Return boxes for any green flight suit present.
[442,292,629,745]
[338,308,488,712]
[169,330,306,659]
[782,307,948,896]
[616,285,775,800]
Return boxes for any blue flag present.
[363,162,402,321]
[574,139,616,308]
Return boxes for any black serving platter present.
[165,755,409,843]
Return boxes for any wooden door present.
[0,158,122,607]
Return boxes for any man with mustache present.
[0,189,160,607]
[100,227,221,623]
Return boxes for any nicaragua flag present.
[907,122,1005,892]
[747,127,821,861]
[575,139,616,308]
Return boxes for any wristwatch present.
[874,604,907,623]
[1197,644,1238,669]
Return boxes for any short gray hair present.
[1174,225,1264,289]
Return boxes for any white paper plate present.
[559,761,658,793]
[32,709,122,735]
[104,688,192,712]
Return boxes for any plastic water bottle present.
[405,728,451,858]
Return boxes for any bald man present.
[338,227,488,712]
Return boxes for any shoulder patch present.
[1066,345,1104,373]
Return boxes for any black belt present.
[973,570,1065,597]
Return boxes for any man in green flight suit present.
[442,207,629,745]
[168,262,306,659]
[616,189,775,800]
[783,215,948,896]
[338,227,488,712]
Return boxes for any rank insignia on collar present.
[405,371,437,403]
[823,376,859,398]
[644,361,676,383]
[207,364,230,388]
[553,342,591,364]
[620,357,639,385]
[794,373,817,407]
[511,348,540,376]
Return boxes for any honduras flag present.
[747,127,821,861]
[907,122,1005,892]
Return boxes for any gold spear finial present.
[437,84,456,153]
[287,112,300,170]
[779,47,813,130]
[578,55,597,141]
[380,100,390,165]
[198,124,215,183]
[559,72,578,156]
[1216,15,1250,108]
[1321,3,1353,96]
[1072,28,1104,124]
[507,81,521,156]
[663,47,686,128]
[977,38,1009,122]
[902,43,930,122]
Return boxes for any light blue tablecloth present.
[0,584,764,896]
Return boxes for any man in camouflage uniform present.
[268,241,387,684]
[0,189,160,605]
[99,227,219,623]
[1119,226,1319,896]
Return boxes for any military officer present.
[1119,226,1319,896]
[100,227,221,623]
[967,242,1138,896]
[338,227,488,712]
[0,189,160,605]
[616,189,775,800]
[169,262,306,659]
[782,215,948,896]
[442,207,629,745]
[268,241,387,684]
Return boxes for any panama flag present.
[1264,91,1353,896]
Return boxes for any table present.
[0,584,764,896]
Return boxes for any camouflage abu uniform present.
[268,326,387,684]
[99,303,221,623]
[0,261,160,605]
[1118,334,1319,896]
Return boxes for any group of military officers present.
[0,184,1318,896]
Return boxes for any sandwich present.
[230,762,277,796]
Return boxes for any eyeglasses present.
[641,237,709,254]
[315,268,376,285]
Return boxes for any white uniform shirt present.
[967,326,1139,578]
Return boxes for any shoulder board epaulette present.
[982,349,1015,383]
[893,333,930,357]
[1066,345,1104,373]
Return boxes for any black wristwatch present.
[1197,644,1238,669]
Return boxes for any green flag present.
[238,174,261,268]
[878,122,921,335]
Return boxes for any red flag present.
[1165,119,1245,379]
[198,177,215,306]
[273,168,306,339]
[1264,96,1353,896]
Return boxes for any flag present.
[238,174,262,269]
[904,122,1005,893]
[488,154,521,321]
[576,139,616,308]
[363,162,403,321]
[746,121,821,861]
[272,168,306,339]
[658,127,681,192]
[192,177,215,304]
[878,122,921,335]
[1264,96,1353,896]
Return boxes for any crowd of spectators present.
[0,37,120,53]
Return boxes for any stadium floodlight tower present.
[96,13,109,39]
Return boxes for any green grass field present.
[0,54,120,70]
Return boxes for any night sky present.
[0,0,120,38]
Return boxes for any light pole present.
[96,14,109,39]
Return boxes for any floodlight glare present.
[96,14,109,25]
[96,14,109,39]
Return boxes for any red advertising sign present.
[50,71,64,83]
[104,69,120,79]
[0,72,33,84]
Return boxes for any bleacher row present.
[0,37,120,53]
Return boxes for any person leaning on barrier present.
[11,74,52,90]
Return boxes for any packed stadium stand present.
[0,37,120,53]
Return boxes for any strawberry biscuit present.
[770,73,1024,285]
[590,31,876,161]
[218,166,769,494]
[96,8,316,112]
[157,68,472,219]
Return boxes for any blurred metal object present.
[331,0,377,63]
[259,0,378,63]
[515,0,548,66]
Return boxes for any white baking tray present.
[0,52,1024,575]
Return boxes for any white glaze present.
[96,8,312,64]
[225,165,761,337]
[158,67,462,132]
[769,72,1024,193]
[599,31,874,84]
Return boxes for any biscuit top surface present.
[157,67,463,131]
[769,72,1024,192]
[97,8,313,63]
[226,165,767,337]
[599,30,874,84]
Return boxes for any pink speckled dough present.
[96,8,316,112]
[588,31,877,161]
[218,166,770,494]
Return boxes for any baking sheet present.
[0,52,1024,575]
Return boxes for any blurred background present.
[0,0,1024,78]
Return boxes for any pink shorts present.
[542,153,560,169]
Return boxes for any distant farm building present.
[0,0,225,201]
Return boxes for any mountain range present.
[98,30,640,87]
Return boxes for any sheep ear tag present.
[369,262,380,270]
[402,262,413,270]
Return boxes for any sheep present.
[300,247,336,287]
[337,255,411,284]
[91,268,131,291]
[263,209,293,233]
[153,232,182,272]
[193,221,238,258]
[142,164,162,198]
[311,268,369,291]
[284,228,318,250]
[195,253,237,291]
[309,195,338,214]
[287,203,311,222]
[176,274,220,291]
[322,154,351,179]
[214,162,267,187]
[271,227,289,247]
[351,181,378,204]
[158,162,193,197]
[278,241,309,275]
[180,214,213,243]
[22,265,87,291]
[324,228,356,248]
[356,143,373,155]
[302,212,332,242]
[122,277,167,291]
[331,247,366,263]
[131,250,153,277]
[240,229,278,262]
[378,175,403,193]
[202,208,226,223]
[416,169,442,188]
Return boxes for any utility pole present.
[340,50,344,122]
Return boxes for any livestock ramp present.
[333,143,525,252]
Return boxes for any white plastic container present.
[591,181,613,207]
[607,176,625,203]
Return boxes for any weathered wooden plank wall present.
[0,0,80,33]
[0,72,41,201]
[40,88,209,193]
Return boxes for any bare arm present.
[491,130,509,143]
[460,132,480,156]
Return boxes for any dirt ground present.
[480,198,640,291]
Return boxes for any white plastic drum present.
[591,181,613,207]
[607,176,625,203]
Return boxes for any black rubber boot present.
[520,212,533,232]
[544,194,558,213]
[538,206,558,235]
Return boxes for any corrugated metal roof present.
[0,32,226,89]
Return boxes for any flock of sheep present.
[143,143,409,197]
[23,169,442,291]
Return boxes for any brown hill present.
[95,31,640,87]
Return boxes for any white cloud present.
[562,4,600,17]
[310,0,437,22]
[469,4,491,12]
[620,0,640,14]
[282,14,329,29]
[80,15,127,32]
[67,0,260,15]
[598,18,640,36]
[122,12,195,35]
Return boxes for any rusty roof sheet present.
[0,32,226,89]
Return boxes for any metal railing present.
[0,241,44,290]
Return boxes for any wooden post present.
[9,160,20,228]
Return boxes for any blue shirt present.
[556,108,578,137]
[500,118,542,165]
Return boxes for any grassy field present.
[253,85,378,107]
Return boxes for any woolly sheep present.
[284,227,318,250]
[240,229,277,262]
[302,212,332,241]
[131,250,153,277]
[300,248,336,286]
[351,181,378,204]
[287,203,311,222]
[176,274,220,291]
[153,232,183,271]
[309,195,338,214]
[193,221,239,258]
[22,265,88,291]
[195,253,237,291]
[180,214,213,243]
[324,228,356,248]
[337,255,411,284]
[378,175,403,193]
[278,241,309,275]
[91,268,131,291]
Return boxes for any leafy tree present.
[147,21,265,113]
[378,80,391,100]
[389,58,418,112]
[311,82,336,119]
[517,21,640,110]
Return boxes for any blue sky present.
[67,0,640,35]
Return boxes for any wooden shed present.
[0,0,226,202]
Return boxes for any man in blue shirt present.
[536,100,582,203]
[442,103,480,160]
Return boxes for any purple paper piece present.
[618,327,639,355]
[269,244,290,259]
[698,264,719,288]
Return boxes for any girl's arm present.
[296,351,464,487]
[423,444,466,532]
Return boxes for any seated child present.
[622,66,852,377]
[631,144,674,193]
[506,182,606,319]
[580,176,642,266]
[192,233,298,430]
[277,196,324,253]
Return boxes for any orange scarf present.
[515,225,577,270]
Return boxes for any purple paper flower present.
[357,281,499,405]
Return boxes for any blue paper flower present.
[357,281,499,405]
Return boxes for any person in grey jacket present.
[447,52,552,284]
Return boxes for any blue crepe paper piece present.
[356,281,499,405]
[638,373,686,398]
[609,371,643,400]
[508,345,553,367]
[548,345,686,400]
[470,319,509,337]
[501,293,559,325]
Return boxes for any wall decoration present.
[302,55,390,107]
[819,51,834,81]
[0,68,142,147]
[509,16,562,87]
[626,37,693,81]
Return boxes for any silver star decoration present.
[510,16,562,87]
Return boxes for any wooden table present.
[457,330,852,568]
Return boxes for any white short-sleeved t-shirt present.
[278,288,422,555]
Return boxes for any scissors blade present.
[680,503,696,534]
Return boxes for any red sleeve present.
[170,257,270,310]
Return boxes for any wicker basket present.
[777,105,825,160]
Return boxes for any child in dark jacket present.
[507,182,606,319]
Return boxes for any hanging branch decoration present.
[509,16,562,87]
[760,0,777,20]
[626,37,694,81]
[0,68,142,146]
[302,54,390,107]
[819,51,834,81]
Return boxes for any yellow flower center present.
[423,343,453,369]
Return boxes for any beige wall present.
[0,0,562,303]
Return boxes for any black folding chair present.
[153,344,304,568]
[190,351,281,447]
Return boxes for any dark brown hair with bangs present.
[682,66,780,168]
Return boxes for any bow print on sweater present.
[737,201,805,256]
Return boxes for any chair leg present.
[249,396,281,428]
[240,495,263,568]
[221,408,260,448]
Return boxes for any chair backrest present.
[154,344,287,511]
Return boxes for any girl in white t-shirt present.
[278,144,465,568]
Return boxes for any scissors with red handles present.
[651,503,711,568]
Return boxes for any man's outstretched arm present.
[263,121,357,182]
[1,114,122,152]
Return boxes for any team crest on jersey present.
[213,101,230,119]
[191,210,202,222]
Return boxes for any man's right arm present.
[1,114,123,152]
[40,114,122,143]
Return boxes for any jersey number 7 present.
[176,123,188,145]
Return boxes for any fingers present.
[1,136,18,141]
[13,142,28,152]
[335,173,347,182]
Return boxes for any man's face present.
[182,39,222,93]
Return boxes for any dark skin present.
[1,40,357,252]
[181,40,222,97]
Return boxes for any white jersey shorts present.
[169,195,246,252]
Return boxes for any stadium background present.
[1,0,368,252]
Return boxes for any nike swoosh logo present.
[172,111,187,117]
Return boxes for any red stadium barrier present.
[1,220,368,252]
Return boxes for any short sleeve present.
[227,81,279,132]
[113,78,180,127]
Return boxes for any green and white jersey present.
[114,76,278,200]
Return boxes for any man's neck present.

—————

#### [取り組む作業]
記録の先頭から「[165,755,409,843]」を含む行までを、両端も含めて「番号」と「行」の2列からなるMarkdownの表に書き直してください。空行は表に入れないでください。

#### [結果は以下]
| 番号 | 行 |
|---|---|
| 1 | Return boxes for any green flight suit present. |
| 2 | [442,292,629,745] |
| 3 | [338,308,488,712] |
| 4 | [169,330,306,659] |
| 5 | [782,307,948,896] |
| 6 | [616,285,775,800] |
| 7 | Return boxes for any blue flag present. |
| 8 | [363,162,402,321] |
| 9 | [574,139,616,308] |
| 10 | Return boxes for any black serving platter present. |
| 11 | [165,755,409,843] |